[EXTRACTED TEXT]
Photo: David Haueter

The BMW M5 was a revelation when it was first introduced in the late 1980s, combining a smooth and powerful inline-six engine and sports car performance with four doors and a usable back seat.

BMW print ads at the time invited prospective buyers to “Be One of The 1,200 Fastest Families in America” and the M5 was the first car that truly blurred the lines between family sedan and sports car.

That concept has been behind the creation of every M5 since the first one through its successive generations, and the newest is one of the best ever.

Back in 1988, the first M5 made a very impressive 256 horsepower and could get from 0-60 mph in what BMW called a “microscopic” 6.5 seconds.

BMW M engineers at the time would probably have never fathomed that 30 years later the M5 would be making 617 horsepower and getting to 60 mph in nearly three seconds flat, despite weighing nearly 1,000 pounds more.

They also may not have predicted that by 2018 the M5 would have all-wheel drive and be offered only with an automatic transmission, but they certainly would have been blown away by its performance.

Photo: David Haueter

The M5 has seen various engine configurations in the last thirty years, from the original inline-sixes to V8’s, a V10 and now back to V8s, with turbocharging introduced in the last generation.

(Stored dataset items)

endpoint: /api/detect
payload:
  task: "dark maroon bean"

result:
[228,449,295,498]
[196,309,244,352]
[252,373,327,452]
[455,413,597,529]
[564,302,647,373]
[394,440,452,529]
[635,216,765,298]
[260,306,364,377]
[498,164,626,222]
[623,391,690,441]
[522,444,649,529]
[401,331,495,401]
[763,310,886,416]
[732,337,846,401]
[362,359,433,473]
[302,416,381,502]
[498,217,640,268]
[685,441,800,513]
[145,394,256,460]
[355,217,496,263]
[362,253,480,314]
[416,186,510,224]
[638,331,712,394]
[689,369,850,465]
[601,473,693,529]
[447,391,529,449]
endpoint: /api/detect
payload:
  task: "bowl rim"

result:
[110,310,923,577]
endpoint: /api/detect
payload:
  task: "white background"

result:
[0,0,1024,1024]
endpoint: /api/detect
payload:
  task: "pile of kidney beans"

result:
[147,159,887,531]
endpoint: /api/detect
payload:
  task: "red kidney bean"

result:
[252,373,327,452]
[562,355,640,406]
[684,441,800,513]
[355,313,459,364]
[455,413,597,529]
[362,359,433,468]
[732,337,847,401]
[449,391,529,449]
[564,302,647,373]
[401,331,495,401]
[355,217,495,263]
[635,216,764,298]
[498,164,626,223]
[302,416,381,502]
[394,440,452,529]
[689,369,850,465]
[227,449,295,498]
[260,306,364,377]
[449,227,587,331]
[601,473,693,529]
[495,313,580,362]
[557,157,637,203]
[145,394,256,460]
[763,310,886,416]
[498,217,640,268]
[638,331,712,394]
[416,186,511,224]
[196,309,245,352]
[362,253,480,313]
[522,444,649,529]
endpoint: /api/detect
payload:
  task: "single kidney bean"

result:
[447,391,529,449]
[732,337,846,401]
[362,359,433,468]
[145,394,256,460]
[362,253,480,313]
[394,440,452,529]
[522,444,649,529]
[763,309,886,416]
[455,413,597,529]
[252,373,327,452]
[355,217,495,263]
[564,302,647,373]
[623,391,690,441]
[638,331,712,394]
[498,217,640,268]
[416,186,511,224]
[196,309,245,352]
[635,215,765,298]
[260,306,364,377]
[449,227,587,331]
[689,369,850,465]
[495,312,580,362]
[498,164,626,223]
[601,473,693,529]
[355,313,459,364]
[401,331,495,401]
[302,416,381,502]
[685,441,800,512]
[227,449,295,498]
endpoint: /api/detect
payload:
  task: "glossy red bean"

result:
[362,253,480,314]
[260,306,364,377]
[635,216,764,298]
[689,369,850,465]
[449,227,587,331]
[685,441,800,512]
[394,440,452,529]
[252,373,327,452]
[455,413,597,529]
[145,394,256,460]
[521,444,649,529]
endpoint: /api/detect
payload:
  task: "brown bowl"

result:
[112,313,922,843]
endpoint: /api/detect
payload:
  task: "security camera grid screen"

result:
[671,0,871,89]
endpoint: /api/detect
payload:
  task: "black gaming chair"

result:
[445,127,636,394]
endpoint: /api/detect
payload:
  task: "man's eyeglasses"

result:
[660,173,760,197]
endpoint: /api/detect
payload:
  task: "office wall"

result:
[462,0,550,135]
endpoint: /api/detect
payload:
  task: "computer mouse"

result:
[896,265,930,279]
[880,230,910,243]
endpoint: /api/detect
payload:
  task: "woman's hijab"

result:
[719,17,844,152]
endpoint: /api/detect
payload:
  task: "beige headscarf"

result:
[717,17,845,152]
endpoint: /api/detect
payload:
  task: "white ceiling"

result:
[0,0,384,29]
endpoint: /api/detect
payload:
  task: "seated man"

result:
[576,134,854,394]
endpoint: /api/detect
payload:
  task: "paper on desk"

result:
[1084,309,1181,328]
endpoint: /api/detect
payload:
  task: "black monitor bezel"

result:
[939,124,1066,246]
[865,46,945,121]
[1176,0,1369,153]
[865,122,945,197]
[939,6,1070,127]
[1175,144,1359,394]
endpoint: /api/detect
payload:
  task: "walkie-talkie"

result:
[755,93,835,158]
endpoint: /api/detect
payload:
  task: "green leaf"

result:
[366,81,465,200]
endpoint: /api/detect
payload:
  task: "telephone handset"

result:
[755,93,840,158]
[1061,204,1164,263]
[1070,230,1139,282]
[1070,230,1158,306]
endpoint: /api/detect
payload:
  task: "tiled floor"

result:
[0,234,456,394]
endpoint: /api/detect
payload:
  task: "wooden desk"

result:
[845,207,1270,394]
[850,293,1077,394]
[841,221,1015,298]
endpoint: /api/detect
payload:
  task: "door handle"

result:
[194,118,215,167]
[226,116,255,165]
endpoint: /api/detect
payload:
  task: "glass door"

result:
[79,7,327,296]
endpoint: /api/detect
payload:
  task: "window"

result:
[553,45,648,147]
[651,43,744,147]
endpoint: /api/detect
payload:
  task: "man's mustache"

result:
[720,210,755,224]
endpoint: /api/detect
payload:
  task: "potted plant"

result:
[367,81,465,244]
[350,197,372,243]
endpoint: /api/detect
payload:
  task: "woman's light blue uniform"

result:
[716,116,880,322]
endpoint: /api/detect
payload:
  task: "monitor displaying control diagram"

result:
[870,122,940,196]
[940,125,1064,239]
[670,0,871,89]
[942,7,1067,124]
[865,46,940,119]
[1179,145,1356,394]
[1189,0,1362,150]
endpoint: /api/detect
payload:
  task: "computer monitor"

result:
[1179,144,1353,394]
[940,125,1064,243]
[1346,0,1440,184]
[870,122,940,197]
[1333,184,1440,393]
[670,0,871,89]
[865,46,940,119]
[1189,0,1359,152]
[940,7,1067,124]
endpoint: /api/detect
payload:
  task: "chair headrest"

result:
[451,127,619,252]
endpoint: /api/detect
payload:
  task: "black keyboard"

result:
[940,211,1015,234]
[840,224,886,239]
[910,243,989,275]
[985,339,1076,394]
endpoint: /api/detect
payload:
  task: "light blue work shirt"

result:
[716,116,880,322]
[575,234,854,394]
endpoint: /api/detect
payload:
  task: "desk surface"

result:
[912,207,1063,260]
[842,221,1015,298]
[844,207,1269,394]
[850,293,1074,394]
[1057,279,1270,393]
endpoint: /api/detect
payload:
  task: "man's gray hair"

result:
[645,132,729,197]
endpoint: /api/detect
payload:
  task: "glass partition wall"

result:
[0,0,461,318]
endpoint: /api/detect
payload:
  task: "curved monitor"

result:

[TASKS TO PERFORM]
**A)** List every engine configuration that the BMW M5 article says the car has used over the years.
**B)** According to the BMW M5 article, how much horsepower did the first M5 produce in 1988?
**C)** Pick up the BMW M5 article where it stops and write the next part.

[IN RESPONSE]
**A)** inline-six, V8, V10

**B)** 256 horsepower

**C)**
Many BMW purists still miss the original inline-sixes or the 5-liter V8 that was in the E39 generation (which also won Grand-Am championships with a Dinan-built motor in Ganassi’s Daytona Prototypes), but it’s hard not to love the engine in the new M5. It produces the aforementioned 617 horsepower but also a whopping 553 lb-ft of torque, and has little to no turbo lag.

The engine is mated to an 8-speed automatic that replaces the dual-clutch in the previous generation M5 and there’s no manual option available.

That’s another sticky point with BMW enthusiasts, but the truth is the automatic works better with this engine than a manual would and it’s just as quick-shifting as a dual-clutch when you use the paddles while being more tractable for daily driving.

Another first for an M5 is BMW’s M xDrive all-wheel drive, but it has a definite rear-wheel bias and BMW has cleverly designed the car so the driver can choose between 4WD, 4WD Sport and 2WD modes.

You better be confident of your skills behind the wheel if you drive it in 2WD mode, because this M5 loves to kick the rear end out and do a little drifting if asked.

Photo: David Haueter

According to the BMW Performance School’s Mike Renner, who also gives the hot lap rides in the M5 on IMSA race weekends, the car is at its best in 4WD mode with the traction control turned off. Again, proper skills are required.

The cool thing about the M5, which has been true of all M5s, is that it can adroitly perform the role of daily driver, hauling groceries or commuting to work, but it can carve up roads like a sports car or even handle a track day on the weekends.

It’s comfortable and surprisingly fuel efficient on the interstate (it delivered 25.2 mpg on a trip from New Jersey to West Virginia), and can do the stop and go driving around town like any other sedan, but is surprisingly agile and well balanced for being as big and heavy as it is.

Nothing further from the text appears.